### Your instructions
Copy the Sde Teiman article between "Well, it turns" and "abuses against Palestinians.", inclusive, and change "law enforcement bodies" to "legal authorities".

**** Source text ****

From Sde Teiman, the truth about Israel’s military justice system has been set free
By dropping all charges against the soldiers filmed abusing a Palestinian detainee, Israel has abandoned the whole masquerade of accountability.
The renowned astrophysicist Stephen Hawking discovered that a black hole, the celestial object that swallows everything around it and from which, seemingly, nothing that enters ever escapes, nevertheless emits a certain level of electromagnetic radiation. As is customary in the exact sciences, the phenomenon was named after the scientist who discovered it; in this case, “Hawking radiation.”
Sde Teiman, the Israeli military base-turned-detention facility for Palestinians, which includes a hospital compound for prisoners, has functioned since early on in Israel’s devastating war on Gaza as a moral black hole. All traces of humanity — be it the most basic moral principles, medical ethics, or any remnants of Israeli shame — were swallowed up into it and completely disappeared.
According to testimonies from former detainees and investigations by journalists and human rights organizations, we Israelis starved, tortured, and humiliated Palestinian prisoners there, while providing the wounded and sick with disgraceful medical treatment which, on several occasions, led to amputations that would have been avoidable had the care been reasonable. All values were whirled into the heart of the moral black hole that is the Sde Teiman camp. Was no value at all really saved from it?
Well, it turns out that Sde Teiman, too, has its own Hawking radiation spewing out of it. But just like what disappeared into Sde Teiman, so too the radiation emitted from it is not electromagnetic but ethical: Sde Teiman has radiated the truth about the nature, functioning, and mission of the law enforcement bodies responsible for handling allegations of Israel’s human rights abuses against Palestinians.
Last week, Israel’s top military lawyer dropped all charges against five soldiers from Force 100 who were accused of beating a Palestinian detainee and tearing his rectum by stabbing it with a sharp object — an act that was partially caught on CCTV camera in footage that was later leaked. In doing so, he exposed once and for all the great Israeli lie about the existence of a professional, independent investigative and prosecutorial system seeking substantively to hold rogue soldiers to account.

**** Given entries ****

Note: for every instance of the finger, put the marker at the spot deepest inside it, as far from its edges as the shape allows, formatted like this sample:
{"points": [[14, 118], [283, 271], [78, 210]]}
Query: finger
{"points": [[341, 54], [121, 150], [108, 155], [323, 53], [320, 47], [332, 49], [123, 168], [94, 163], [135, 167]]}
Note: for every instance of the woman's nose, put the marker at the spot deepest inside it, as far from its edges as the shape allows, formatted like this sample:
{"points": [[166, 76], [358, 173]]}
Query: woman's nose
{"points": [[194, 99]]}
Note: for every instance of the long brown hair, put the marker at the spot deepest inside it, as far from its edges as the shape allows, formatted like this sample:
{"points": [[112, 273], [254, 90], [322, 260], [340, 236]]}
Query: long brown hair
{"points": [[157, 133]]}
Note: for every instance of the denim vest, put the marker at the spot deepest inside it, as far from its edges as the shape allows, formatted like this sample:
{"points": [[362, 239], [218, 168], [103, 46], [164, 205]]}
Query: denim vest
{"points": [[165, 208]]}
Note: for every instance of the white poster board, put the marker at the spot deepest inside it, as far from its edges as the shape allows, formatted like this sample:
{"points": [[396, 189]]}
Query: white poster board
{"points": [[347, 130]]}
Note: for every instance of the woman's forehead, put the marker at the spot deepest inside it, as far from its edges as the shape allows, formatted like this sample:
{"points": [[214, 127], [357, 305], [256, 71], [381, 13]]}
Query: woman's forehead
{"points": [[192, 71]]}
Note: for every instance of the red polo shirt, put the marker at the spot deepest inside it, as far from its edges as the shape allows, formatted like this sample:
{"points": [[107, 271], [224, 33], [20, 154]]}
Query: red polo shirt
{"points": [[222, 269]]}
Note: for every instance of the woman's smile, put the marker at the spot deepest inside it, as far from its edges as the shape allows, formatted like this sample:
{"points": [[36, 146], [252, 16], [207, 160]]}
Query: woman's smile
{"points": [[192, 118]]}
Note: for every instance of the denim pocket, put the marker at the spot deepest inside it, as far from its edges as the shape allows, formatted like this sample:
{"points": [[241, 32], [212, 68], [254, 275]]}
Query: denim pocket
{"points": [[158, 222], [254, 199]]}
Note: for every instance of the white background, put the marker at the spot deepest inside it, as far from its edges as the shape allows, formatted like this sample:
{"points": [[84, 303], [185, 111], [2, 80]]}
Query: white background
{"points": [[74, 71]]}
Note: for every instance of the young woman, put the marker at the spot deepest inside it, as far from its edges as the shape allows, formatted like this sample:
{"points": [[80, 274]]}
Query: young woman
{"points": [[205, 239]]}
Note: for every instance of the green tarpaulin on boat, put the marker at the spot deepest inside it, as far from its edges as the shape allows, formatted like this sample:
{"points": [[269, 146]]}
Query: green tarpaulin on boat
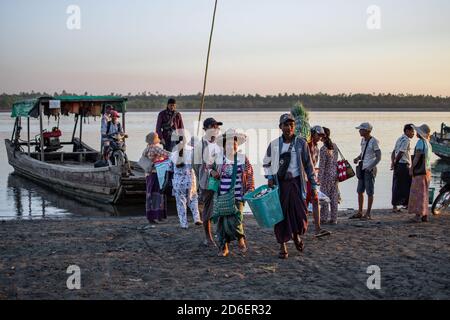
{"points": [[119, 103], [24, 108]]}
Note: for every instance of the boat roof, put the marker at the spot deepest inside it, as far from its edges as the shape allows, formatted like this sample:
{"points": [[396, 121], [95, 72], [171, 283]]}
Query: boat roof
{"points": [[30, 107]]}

****

### Expected answer
Well, it turns out that Sde Teiman, too, has its own Hawking radiation spewing out of it. But just like what disappeared into Sde Teiman, so too the radiation emitted from it is not electromagnetic but ethical: Sde Teiman has radiated the truth about the nature, functioning, and mission of the legal authorities responsible for handling allegations of Israel’s human rights abuses against Palestinians.